** Opening The records block **

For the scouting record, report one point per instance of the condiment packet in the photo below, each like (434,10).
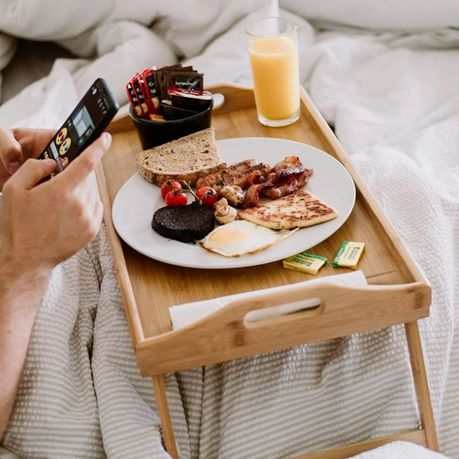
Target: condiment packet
(167,93)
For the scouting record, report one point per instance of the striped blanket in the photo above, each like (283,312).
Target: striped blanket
(392,100)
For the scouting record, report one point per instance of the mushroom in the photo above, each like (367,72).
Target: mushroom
(233,194)
(223,212)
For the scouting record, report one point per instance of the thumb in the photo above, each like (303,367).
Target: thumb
(10,151)
(31,172)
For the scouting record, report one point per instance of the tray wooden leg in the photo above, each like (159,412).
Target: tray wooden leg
(425,436)
(165,416)
(421,384)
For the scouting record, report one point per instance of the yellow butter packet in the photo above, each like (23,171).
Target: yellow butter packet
(349,254)
(305,262)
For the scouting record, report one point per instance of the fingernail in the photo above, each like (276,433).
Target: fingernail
(13,167)
(106,139)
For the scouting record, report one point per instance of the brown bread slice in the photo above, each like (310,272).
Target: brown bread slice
(296,210)
(186,158)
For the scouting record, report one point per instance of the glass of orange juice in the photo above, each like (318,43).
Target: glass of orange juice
(273,51)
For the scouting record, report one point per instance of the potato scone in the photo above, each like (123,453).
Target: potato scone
(186,158)
(296,210)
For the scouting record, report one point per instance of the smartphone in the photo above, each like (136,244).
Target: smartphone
(84,125)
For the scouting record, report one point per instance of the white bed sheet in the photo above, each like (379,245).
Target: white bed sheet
(394,104)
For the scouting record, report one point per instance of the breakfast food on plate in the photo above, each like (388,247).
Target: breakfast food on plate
(184,223)
(223,212)
(241,237)
(299,209)
(286,177)
(259,179)
(234,194)
(184,159)
(241,174)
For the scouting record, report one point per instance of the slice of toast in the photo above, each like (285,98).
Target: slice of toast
(296,210)
(186,158)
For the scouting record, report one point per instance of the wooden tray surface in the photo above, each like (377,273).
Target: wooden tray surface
(150,287)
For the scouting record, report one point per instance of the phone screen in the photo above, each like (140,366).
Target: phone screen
(87,121)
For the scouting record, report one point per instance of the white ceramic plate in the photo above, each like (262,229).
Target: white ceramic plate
(137,200)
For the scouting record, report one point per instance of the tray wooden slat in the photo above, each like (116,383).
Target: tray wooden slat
(151,287)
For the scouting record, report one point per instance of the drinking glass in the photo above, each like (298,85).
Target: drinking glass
(273,50)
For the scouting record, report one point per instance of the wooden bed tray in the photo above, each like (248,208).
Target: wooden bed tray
(398,292)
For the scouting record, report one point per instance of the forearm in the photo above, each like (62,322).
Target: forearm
(20,295)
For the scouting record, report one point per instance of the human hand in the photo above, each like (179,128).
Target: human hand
(18,145)
(42,224)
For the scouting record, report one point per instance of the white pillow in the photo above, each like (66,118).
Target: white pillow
(406,15)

** Closing The records block **

== Instructions for the task ==
Text only, pictures out: give every record again as written.

== Answer to the exercise ==
For the scouting record, report one point per instance of the condiment packet in the photo below, each like (434,10).
Target: condiment packet
(167,93)
For the scouting record, report one point per instance of the striped blanket in the photo above, each like (283,312).
Target: striped blanket
(392,100)
For the scouting record, report one point per instance of the mushroom in the photo above, each like (367,72).
Target: mushroom
(233,194)
(223,212)
For the scouting record, report one point per instance of the thumb in the photo above, each like (303,367).
Target: thumb
(10,151)
(31,172)
For the scouting record, report one point per instance of the tray wooden leg in the photo above, each like (159,412).
Target: tray wooden leg
(425,436)
(165,416)
(421,384)
For the scouting record, report one point per instance of the yellow butter packet in the photo above, each like (23,171).
Target: yellow butter packet
(349,254)
(305,262)
For the scouting record, report one point per instance of the fingernail in the photo above, each like (276,433).
Target: fingernail
(13,167)
(106,139)
For the scouting record, report one point per instance of the brown bread slice in the photo above, each like (310,272).
Target: brown bread slice
(296,210)
(186,158)
For the scouting record, report one point per instance of the glass of orange juice in the photo above, each like (318,43).
Target: glass of orange juice
(273,51)
For the scouting record, report one point per instance of the potato scone in the photo above, each like (123,453).
Target: potato scone
(186,158)
(296,210)
For the scouting record, report one point per instance of the smartphone in the photo above, each like (136,244).
Target: smartphone
(84,125)
For the scouting record, report one point per instance of the white bed sheet in the photo above, each like (379,245).
Target: white bed sheet
(394,104)
For the scouting record, report one point per instance of the breakfast food on plate in the photo above, each like (388,247).
Target: breakfast food on plate
(184,223)
(223,212)
(241,237)
(299,209)
(286,177)
(259,179)
(234,194)
(184,159)
(241,174)
For the scouting record, report one point per instance of the slice of toast in the photo above, each like (285,98).
Target: slice of toast
(296,210)
(186,158)
For the scouting record, report one point per instance of the wooden tray surface in the photo above, each like (377,273).
Target: wooden tray surface
(150,287)
For the scouting record, report one point per instance of the phone screen in the photo above, each like (140,366).
Target: phone screen
(87,121)
For the scouting record, report one point per instance of the white ceramic plate in the photo above, each like (262,229).
Target: white ceramic plate
(137,200)
For the scouting record, report one point per instance of the tray wooden slat in the photo above, each like (116,383).
Target: tray wooden slat
(151,287)
For the scouting record, report one point per instance of the drinking glass in the photo above, each like (298,85).
Target: drinking glass
(273,50)
For the scouting record, report one point per instance of the wooden bed tray in the photo above, each like (248,208).
Target: wooden bed tray
(398,292)
For the scouting record, report one point per instance of the forearm in the photo above, each like (62,322).
Target: forearm
(20,295)
For the scouting record, report one point per instance of the human hand in the photo above, each like (179,128).
Target: human hand
(18,145)
(42,224)
For the scouting record, report one point per instance of the white pillow in the photo above, each like (66,118).
Target: white pillow
(406,15)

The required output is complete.